:: Required task 1 ::
Give back everything from "Sian Alice Group have" down to "do on tour." in the concert previews below, swapping "pianos" for "organs".
Start of Text provided
The third Islands album, Vapours, initially foregrounds sole Islands constant Nick Thorburn’s deadpan delivery of dark tales, against too-similar, subdued settings. Then “On Foreigner” finds him keening like a lonely Beach Boy, tempting himself into the second half’s waves of synthesized immortality.  Web-preserved Islands shows (currently including co-founder Jamie Thompson) can be just as eerily gratifying.
 

Sian Alice Group
Tuesday @ Circus

Sian Alice Group have no “the” in their name: they’re too militantly minimalist for that. Their new album, Troubled, Shaken, Etc., expresses just enough, mostly. Instrumental clues (dry and juicy beats, tilting pianos, sneaky bass notes) can lead to the revelatory melodies of Siam Ahem, when her voice veers through understated drama. ”Close to the Ground” is flat, but several others grow starry orchards. Shades of gray in “The Low Lights” turn out to be reflectively chrome-plated, thanks to tiny, metallic guitars streaming by, as they do on tour.
End of Text provided
:: Required task 2 ::
Write out everything in the rows below from the line containing "like [1001, 842]." down to the last line of the rows, keeping both ends.
Start of Provided data
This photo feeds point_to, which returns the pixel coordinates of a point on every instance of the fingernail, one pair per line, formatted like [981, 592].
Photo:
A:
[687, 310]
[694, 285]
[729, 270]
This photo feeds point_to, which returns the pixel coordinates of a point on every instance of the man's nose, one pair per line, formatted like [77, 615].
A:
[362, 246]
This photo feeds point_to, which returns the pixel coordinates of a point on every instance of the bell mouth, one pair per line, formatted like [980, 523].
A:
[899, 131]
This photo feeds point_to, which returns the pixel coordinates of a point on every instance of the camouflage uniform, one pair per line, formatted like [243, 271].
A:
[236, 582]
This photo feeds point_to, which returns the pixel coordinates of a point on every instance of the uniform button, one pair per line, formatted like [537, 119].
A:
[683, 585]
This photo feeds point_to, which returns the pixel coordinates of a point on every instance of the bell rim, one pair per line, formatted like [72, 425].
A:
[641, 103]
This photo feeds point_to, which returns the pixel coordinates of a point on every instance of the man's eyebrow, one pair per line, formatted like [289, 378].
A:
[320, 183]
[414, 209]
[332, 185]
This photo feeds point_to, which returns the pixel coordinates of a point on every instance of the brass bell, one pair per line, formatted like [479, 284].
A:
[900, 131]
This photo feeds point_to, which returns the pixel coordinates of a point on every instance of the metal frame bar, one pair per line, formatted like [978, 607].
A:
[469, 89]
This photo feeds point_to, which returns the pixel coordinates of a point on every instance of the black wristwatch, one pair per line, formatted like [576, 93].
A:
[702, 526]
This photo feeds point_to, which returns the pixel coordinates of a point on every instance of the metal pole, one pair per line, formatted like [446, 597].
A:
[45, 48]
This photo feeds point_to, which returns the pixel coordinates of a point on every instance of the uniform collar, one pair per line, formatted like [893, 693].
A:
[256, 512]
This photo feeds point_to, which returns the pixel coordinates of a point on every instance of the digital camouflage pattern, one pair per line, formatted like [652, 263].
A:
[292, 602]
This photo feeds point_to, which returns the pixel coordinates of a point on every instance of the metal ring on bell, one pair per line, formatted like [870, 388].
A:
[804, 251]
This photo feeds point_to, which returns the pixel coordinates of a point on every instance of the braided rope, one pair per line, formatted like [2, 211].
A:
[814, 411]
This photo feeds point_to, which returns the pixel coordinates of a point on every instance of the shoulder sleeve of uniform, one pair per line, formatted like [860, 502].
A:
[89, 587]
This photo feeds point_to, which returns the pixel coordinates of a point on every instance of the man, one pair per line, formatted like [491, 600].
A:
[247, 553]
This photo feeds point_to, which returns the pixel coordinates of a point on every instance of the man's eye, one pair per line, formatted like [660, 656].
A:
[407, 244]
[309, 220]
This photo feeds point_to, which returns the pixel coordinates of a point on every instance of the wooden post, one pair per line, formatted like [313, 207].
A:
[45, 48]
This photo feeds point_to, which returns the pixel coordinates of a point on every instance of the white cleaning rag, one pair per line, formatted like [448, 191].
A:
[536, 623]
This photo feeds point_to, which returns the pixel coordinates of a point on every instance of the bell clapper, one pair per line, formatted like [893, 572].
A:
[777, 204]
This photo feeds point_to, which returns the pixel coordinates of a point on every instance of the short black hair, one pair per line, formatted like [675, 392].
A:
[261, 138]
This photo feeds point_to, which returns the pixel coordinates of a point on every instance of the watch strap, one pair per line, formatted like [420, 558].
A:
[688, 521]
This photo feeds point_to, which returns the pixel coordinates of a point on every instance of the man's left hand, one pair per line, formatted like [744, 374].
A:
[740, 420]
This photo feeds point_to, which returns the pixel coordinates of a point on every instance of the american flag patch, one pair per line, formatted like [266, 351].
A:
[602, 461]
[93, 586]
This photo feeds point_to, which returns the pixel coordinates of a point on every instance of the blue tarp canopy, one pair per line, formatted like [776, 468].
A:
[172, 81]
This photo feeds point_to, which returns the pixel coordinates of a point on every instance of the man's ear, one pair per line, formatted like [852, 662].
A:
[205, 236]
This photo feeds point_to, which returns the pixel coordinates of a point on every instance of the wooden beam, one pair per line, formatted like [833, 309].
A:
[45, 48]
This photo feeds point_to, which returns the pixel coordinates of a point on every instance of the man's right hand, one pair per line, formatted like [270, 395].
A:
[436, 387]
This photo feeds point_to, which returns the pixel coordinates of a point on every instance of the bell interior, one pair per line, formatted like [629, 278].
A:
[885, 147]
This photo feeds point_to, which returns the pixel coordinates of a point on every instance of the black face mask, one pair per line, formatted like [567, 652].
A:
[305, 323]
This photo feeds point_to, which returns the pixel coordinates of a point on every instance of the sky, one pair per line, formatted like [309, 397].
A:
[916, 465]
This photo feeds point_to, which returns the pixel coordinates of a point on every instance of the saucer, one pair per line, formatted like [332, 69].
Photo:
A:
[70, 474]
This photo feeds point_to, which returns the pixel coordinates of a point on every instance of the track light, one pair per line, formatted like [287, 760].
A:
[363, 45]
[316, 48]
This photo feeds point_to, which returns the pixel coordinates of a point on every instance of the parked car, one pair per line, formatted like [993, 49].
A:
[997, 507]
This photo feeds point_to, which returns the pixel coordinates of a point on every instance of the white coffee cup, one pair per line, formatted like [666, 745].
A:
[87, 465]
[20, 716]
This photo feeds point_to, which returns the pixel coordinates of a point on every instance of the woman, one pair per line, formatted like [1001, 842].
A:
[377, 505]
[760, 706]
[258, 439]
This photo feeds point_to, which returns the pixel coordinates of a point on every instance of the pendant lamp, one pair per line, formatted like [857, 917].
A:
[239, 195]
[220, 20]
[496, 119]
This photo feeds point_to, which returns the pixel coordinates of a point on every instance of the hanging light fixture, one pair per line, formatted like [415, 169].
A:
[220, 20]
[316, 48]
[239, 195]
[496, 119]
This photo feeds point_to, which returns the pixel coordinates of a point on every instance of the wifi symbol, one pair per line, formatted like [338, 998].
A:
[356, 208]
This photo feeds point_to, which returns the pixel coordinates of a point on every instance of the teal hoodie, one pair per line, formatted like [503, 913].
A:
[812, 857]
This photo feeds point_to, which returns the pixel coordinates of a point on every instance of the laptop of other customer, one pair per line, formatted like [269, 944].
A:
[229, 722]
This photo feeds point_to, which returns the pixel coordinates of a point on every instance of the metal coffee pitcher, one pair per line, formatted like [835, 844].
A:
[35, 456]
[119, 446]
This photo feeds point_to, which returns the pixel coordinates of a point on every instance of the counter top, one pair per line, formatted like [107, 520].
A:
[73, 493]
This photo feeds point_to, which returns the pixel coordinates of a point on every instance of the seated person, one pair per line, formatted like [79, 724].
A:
End of Provided data
:: Full response 1 ::
Sian Alice Group have no “the” in their name: they’re too militantly minimalist for that. Their new album, Troubled, Shaken, Etc., expresses just enough, mostly. Instrumental clues (dry and juicy beats, tilting organs, sneaky bass notes) can lead to the revelatory melodies of Siam Ahem, when her voice veers through understated drama. ”Close to the Ground” is flat, but several others grow starry orchards. Shades of gray in “The Low Lights” turn out to be reflectively chrome-plated, thanks to tiny, metallic guitars streaming by, as they do on tour.

:: Full response 2 ::
This photo feeds point_to, which returns the pixel coordinates of a point on every instance of the woman, one pair per line, formatted like [1001, 842].
A:
[377, 505]
[760, 706]
[258, 439]
This photo feeds point_to, which returns the pixel coordinates of a point on every instance of the pendant lamp, one pair per line, formatted like [857, 917].
A:
[239, 195]
[220, 20]
[496, 119]
This photo feeds point_to, which returns the pixel coordinates of a point on every instance of the hanging light fixture, one pair per line, formatted like [415, 169].
A:
[220, 20]
[316, 48]
[239, 195]
[496, 119]
This photo feeds point_to, which returns the pixel coordinates of a point on every instance of the wifi symbol, one pair per line, formatted like [338, 998].
A:
[356, 208]
This photo feeds point_to, which returns the pixel coordinates of a point on every instance of the teal hoodie, one pair per line, formatted like [503, 913].
A:
[812, 857]
This photo feeds point_to, which returns the pixel coordinates of a point on every instance of the laptop of other customer, one pair per line, formatted like [269, 944].
A:
[229, 722]
This photo feeds point_to, which returns the pixel coordinates of a point on every instance of the metal coffee pitcher, one pair per line, formatted like [835, 844].
A:
[35, 456]
[119, 446]
This photo feeds point_to, which returns the pixel coordinates of a point on every instance of the counter top, one pair per line, formatted like [107, 520].
A:
[73, 493]
This photo feeds point_to, which returns the pixel coordinates of a point on every instance of the seated person, one pair per line, formatted like [79, 724].
A:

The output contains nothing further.